Thankfully, it was more than worth the wait. For anyone who has never heard of X Japan before, they’re essentially Japan’s answer to Queen or KISS. We may not know them very well in the West, but they’re a big, big deal in the East. A massive deal, in fact, and even that’s the understatement of the century. The first thing we noticed outside the arena was the insanely long queue of fans, a large number of which had travelled from overseas – many of them dressed in X Japan outfits or cosplay! But what’s considerably more bonkers is that this was just the queue for a merchandise stand. There were plenty of other stands inside the arena too (more on that in a moment), but the die-hard fans were jumping at the very first opportunity they got to pick up some exclusive memorabilia.
After a comparatively tiny queue to get into the arena, the next thing I did was start queueing up at a merch stand myself – and while it was a vastly shorter queue than the one outside, I was still stood there for what must have been upwards of half an hour. The hold-up was probably due to a number of reasons: not enough staff to cope with demand, the language barrier for most of the attendees… but most probably because the majority of fans were buying almost everything. T-shirts, hoodies, CDs, badges… you name it, they bought it, and totals were regularly reaching £150+ per transaction. It was a little frustrating at the time, but you’ve got to admire their dedication. When I eventually reached the front of the queue, my order must have seemed paltry by comparison – just an exclusive Wembley edition of the “We Are X” soundtrack and an embroidered sweatband for me, thanks.
With merch finally bought we found our seats in the arena and waited for the first of the night’s attractions. Despite no longer being a world premiere, we were still treated to a screening of “We Are X” – or a ‘special’ version of it, anyway. The 90 minute film was edited down into a 60 minute cut which supposedly included some deleted scenes, but having later seen the full version I couldn’t notice anything significantly different. Still, it was enjoyable at the time and a fascinating reminder of the band’s tragic, unbelievable past.
Even better was how the film transitioned directly into the concert. Just as we were all expecting the credits to roll, the big screen lifted away to reveal X Japan already stood on the stage, ready to rock. A dramatic voice introduced each member one by one – including the band’s two deceased members, Hide and Taiji – before kicking into their opening number, “Rusty Nail”, which is quite possibly my favourite X Japan song of all. Lasers flashed, pyrotechnics boomed, and the entire arena leapt to their feet, where they firmly stayed for the entire concert.

# Written task:
In the X Japan concert review, which song did the band please the crowd with as their opening number? The rows below have no connection to the X Japan concert review.

# Dataset rows:
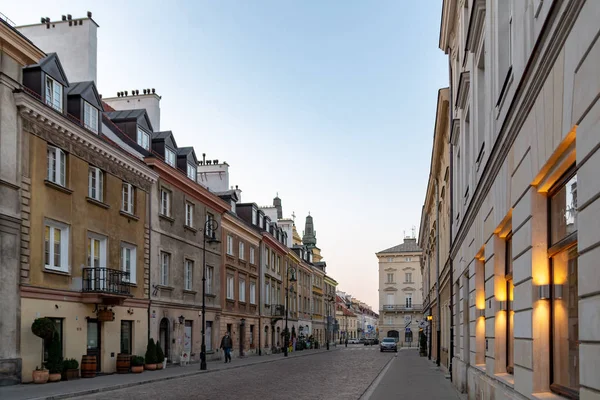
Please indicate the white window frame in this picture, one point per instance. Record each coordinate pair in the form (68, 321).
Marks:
(230, 286)
(54, 94)
(132, 250)
(170, 157)
(189, 214)
(230, 245)
(165, 266)
(242, 250)
(252, 292)
(188, 271)
(165, 202)
(95, 183)
(63, 245)
(90, 117)
(57, 165)
(128, 198)
(242, 290)
(192, 172)
(143, 139)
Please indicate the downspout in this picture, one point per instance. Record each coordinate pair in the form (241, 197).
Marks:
(450, 261)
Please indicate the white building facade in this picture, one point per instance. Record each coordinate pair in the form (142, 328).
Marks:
(524, 86)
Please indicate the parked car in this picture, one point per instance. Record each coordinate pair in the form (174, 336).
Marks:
(388, 344)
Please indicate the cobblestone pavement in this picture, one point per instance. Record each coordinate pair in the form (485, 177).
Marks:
(341, 374)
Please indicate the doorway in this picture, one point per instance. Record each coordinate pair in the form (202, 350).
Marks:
(163, 337)
(94, 345)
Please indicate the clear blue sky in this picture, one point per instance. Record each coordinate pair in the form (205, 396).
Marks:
(329, 103)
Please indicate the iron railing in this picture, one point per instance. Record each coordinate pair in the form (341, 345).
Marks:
(105, 280)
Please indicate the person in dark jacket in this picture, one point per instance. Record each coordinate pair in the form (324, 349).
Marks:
(226, 345)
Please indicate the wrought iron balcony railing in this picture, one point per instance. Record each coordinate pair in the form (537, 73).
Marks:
(105, 280)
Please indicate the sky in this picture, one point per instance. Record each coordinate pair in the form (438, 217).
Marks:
(330, 104)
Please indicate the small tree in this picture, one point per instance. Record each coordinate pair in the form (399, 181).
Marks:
(151, 352)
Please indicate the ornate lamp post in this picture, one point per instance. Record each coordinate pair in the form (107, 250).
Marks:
(210, 228)
(290, 271)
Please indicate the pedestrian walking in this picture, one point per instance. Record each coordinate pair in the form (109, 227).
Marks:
(226, 345)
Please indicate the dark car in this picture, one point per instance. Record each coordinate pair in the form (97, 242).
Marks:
(388, 344)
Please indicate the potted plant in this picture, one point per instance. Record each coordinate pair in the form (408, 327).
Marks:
(150, 356)
(137, 364)
(70, 369)
(160, 357)
(54, 363)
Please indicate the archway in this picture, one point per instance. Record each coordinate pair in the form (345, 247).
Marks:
(163, 336)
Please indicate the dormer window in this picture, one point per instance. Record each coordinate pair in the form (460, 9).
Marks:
(170, 157)
(54, 94)
(192, 172)
(90, 117)
(143, 139)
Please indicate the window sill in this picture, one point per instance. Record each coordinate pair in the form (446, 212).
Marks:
(57, 187)
(189, 228)
(97, 203)
(166, 217)
(129, 216)
(56, 272)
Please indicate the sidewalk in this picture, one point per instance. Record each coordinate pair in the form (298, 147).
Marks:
(80, 387)
(409, 376)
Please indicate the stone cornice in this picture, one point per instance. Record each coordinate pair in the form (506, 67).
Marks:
(541, 62)
(18, 47)
(40, 120)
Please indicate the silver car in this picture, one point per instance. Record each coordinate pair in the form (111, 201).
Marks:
(388, 344)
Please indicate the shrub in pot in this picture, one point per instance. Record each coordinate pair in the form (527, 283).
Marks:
(137, 364)
(150, 356)
(160, 357)
(70, 369)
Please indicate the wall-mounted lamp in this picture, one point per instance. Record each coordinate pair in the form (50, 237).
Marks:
(544, 292)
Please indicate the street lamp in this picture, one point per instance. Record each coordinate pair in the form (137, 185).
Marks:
(210, 228)
(290, 271)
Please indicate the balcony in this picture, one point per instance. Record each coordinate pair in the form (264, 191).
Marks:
(402, 307)
(105, 285)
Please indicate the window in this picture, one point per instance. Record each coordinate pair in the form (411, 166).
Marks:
(143, 139)
(242, 251)
(57, 165)
(56, 246)
(95, 183)
(510, 337)
(209, 279)
(189, 214)
(192, 172)
(53, 94)
(126, 336)
(90, 117)
(229, 245)
(127, 198)
(128, 261)
(252, 292)
(242, 289)
(564, 269)
(170, 157)
(230, 287)
(188, 271)
(165, 202)
(165, 263)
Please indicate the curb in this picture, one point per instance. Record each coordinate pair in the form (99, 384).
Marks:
(162, 379)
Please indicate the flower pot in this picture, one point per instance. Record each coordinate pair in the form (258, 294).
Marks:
(54, 377)
(137, 369)
(40, 376)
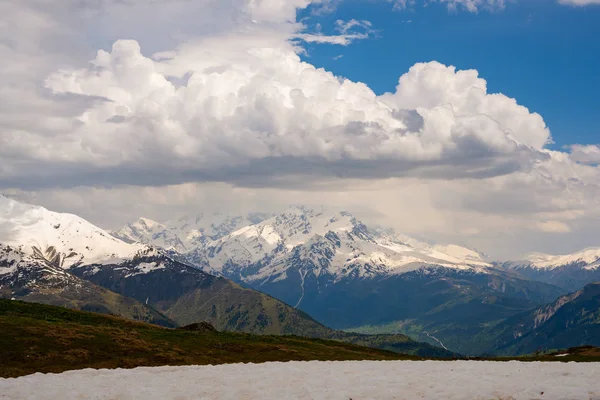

# Problem solution:
"Rusty Nail"